INSTRUCTIONS TO FOLLOW
Even if a line seems odd, print it as it is, and include every record.

Stored data entries
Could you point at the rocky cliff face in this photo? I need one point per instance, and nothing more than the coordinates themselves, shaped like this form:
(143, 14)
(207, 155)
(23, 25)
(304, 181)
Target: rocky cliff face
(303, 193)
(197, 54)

SOLUTION
Could you point at the rocky cliff face in this photo? I need one point per instance, and nothing more than the coordinates themselves, shaped like this form:
(143, 14)
(207, 155)
(23, 25)
(304, 181)
Target: rocky cliff face
(303, 193)
(197, 54)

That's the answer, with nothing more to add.